*Extract provided:*
--------------------
Hower v. Cook County Sheriff's Office et al
Filing
23
MEMORANDUM OPINION Signed by the Honorable Samuel Der-Yeghiayan on 2/16/2016: Granting in part and denying in part Defendants' motion to dismiss 19 . Mailed notice (mw, )
IN THE UNITED STATES DISTRICT COURT
FOR THE NORTHERN DISTRICT OF ILLINOIS
EASTERN DIVISION
EDUARDO HOWER,
Plaintiff,
v.
COOK COUNTY SHERIFF’S OFFICE,
et al.,
Defendants.
)
)
)
)
)
)
)
)
)
)
No. 15 C 6404
MEMORANDUM OPINION
SAMUEL DER-YEGHIAYAN, District Judge
This matter is before the court on Defendants’ motion to dismiss. For the
reasons stated below, the motion to dismiss is granted in part and denied in part.
--------------------
*Material provided:*

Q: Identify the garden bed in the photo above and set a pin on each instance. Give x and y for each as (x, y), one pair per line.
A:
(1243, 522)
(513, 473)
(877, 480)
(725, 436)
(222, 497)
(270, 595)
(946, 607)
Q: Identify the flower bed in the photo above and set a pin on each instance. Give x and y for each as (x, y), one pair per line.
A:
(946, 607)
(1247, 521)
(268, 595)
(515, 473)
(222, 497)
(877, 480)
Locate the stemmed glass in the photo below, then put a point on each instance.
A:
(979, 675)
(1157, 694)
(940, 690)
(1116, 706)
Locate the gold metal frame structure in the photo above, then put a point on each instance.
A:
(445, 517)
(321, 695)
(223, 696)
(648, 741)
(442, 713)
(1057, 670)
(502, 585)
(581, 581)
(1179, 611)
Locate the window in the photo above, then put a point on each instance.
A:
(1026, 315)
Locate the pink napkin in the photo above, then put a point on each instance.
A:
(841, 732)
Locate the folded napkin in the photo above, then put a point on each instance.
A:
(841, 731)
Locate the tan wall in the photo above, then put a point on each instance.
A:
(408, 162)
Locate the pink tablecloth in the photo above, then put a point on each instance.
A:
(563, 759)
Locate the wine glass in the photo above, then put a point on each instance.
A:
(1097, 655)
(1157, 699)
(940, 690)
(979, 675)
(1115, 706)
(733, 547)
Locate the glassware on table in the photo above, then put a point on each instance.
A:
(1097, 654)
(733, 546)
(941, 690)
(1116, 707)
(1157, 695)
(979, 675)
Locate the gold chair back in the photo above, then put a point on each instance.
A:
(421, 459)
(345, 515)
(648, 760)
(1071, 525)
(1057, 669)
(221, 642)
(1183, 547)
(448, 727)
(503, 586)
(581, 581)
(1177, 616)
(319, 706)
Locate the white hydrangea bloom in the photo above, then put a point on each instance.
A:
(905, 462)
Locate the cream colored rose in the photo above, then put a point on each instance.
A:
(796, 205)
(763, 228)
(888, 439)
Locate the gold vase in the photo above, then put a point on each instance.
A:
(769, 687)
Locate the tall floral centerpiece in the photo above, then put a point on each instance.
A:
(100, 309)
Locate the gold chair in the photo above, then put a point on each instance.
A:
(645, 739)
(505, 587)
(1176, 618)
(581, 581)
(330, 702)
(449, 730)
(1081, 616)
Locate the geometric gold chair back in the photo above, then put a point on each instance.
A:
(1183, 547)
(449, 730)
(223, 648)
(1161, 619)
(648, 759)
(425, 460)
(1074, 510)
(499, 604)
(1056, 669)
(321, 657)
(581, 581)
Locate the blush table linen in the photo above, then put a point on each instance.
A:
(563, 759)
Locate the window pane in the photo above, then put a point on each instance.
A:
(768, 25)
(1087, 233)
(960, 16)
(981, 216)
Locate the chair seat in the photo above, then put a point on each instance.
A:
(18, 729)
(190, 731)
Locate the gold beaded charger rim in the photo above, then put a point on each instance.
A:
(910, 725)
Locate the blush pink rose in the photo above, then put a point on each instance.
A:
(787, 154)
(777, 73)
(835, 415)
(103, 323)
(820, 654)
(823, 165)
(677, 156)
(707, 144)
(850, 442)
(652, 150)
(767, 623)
--------------------
*What you are asked to do:* In the court opinion, who signed the memorandum opinion, and on what date? These rows come from a different source than the court opinion.

*Solution below:* The Honorable Samuel Der-Yeghiayan signed it on 2/16/2016.